=== Exercise objective ===
Will you print the material below without altering a single character?
* START *
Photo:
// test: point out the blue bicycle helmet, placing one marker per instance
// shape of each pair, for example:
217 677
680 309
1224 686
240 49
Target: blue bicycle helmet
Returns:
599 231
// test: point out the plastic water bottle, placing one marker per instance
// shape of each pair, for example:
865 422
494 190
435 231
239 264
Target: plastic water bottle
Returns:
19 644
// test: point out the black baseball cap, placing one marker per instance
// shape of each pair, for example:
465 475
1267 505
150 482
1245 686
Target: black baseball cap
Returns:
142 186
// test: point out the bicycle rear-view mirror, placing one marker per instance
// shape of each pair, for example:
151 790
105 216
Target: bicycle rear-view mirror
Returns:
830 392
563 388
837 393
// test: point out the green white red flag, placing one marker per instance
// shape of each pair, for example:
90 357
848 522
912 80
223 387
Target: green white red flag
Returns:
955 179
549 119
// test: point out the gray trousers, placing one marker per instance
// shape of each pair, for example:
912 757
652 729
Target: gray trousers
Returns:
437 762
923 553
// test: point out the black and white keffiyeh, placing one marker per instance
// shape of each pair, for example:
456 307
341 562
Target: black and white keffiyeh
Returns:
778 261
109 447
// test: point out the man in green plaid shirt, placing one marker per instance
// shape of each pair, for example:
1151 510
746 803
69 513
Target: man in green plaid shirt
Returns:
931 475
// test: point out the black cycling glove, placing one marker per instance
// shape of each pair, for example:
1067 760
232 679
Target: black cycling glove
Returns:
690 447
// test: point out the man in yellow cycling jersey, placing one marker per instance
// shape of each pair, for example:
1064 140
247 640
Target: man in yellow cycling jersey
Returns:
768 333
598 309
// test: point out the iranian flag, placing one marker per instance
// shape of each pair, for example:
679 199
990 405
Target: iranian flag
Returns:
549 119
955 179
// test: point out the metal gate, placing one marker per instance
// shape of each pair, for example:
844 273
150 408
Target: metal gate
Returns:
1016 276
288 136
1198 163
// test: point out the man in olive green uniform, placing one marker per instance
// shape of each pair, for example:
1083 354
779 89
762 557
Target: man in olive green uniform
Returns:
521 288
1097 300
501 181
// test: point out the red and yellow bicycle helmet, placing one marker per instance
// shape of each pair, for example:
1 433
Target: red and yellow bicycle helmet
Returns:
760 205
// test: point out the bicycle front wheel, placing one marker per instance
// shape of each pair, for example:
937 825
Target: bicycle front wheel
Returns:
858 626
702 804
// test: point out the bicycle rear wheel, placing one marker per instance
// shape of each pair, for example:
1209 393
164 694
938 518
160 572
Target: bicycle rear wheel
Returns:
* END *
=== Answer to this exercise ===
Photo:
// test: point out the blue bicycle helmet, placing one marker per instance
// shape of each pair, for example:
217 677
680 309
1224 686
240 49
Target: blue bicycle helmet
Returns:
599 231
// test: point out the plastic water bottle, placing one marker per instance
// shape of each pair, for example:
865 422
494 190
435 231
239 264
Target: plastic water bottle
Returns:
19 644
// test: point out the black baseball cap, placing one marker per instance
// shape of each pair, for example:
465 475
1267 505
150 482
1245 686
Target: black baseball cap
Returns:
142 186
// test: point out the bicycle rear-view mirror, placing one marker per instance
// shape of each pair, for example:
151 790
105 216
Target: bicycle rear-view mirror
Returns:
830 392
563 388
837 393
// test: point out the green white red flag, placing one marker per instance
// shape of each pair, for example:
90 357
848 522
912 80
223 387
Target: green white red flag
Returns:
955 179
549 119
// test: point out the gray trousers, placing one marker per instance
// shape of each pair, for example:
912 757
652 729
Target: gray trousers
Returns:
437 762
923 553
// test: point out the black and white keffiyeh, placing one marker per instance
// shape of each pair, for example:
456 307
341 562
Target: black and white keffiyeh
Returns:
778 261
109 447
// test: point out the man in green plaid shirt, placing one marker per instance
// shape of each pair, for example:
1151 510
746 803
69 513
Target: man in green plaid shirt
Returns:
931 475
// test: point out the black cycling glove, placing one marker per instance
// shape of each pair, for example:
1067 760
232 679
Target: black cycling glove
Returns:
690 447
// test: point out the man in yellow cycling jersey, placing one marker per instance
// shape of each pair, for example:
1064 140
247 640
Target: man in yellow cycling jersey
Returns:
768 333
598 309
// test: point out the iranian flag, placing one marker per instance
// shape of each pair, for example:
679 199
990 405
Target: iranian flag
Returns:
549 119
955 179
// test: point out the metal gate, placing one marker per instance
// shape of each pair, for example:
844 273
150 408
Target: metal gate
Returns:
1016 276
288 136
1198 163
// test: point out the man in olive green uniform, placing one marker per instance
// shape of each pair, for example:
1083 354
779 89
762 557
Target: man in olive green uniform
Returns:
521 288
1097 300
501 181
// test: point out the red and yellow bicycle helmet, placing one marker per instance
// shape of each pair, for example:
1 433
Target: red and yellow bicycle helmet
Returns:
760 205
// test: point out the bicycle front wheel, placing one marker per instance
// shape of each pair, for example:
937 825
Target: bicycle front wheel
Returns:
858 626
702 804
// test: point out the bicycle rear wheel, placing one marker per instance
// shape of each pair, for example:
1209 393
164 694
938 518
160 572
Target: bicycle rear wheel
Returns:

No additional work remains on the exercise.